> [TASK GOAL]:
Rewrite everything from the start of the material down through the line containing "216), (345, 222)]", both ends included. Multiply every point coordinate in the answers by 2.35 and round to whole numbers, with halves going up, but leave the numbers in the requests and their sample formats as they are.

━━━ MATERIAL FOR THIS EXERCISE

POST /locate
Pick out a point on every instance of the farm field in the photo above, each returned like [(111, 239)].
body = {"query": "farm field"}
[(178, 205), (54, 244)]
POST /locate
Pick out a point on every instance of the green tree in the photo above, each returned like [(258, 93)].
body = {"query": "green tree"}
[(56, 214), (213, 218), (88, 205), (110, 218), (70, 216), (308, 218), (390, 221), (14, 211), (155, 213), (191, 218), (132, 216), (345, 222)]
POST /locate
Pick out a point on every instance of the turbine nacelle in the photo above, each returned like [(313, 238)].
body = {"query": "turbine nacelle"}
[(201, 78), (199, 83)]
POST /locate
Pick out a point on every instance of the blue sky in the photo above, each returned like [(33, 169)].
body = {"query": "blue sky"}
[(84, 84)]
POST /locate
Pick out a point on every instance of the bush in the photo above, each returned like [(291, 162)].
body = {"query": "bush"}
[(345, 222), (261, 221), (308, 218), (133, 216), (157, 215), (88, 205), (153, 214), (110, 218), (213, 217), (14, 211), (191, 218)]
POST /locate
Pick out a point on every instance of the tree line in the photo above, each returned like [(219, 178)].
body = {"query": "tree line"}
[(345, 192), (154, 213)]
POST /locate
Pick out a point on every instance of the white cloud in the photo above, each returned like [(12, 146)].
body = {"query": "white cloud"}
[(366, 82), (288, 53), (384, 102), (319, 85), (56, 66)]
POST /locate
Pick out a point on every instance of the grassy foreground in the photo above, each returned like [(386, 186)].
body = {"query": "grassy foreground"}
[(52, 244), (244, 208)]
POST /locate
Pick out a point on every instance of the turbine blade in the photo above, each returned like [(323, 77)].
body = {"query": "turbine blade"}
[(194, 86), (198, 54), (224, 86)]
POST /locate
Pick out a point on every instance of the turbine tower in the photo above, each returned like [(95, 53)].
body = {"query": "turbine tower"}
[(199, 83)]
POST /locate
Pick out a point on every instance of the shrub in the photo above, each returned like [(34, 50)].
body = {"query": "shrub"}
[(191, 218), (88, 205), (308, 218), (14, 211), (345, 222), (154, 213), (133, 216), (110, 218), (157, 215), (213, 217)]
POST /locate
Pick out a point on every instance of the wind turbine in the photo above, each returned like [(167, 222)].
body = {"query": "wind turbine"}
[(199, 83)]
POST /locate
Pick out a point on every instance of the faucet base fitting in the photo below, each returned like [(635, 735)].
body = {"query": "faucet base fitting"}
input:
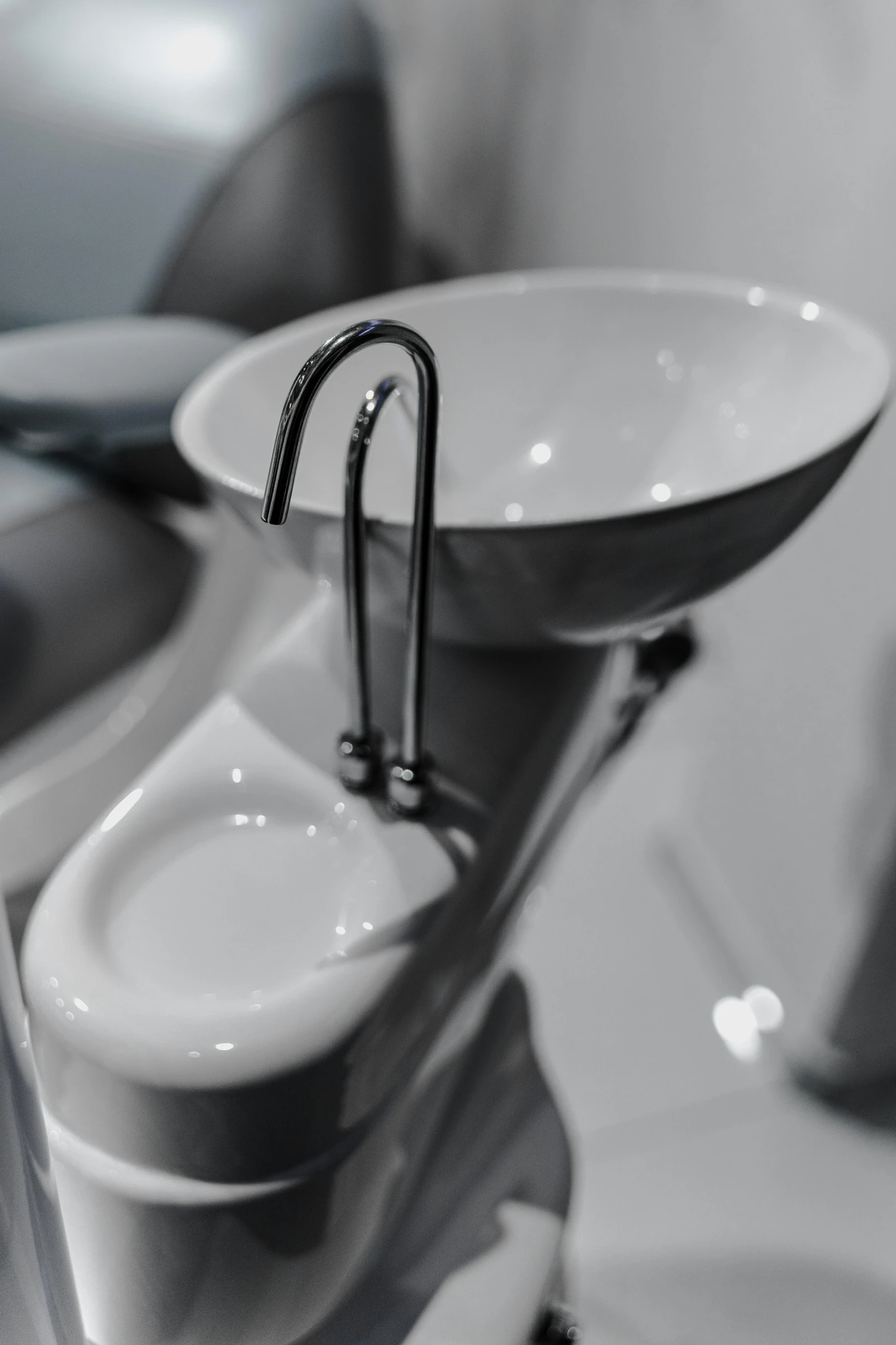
[(360, 761), (408, 787)]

━━━━━━

> [TASK OUTPUT]:
POST /locate
Pick out a point on every instance of the farm field in the photo above, each returned like [(111, 239)].
body = {"query": "farm field"}
[(418, 482), (127, 573)]
POST /locate
Pick out a point on every instance of the green tree in the photo above, each returned like [(258, 93)].
body = {"query": "green tree"}
[(132, 503), (501, 512), (207, 482), (259, 512), (165, 508), (724, 512), (917, 519), (33, 496), (364, 501), (449, 512), (310, 508), (811, 522)]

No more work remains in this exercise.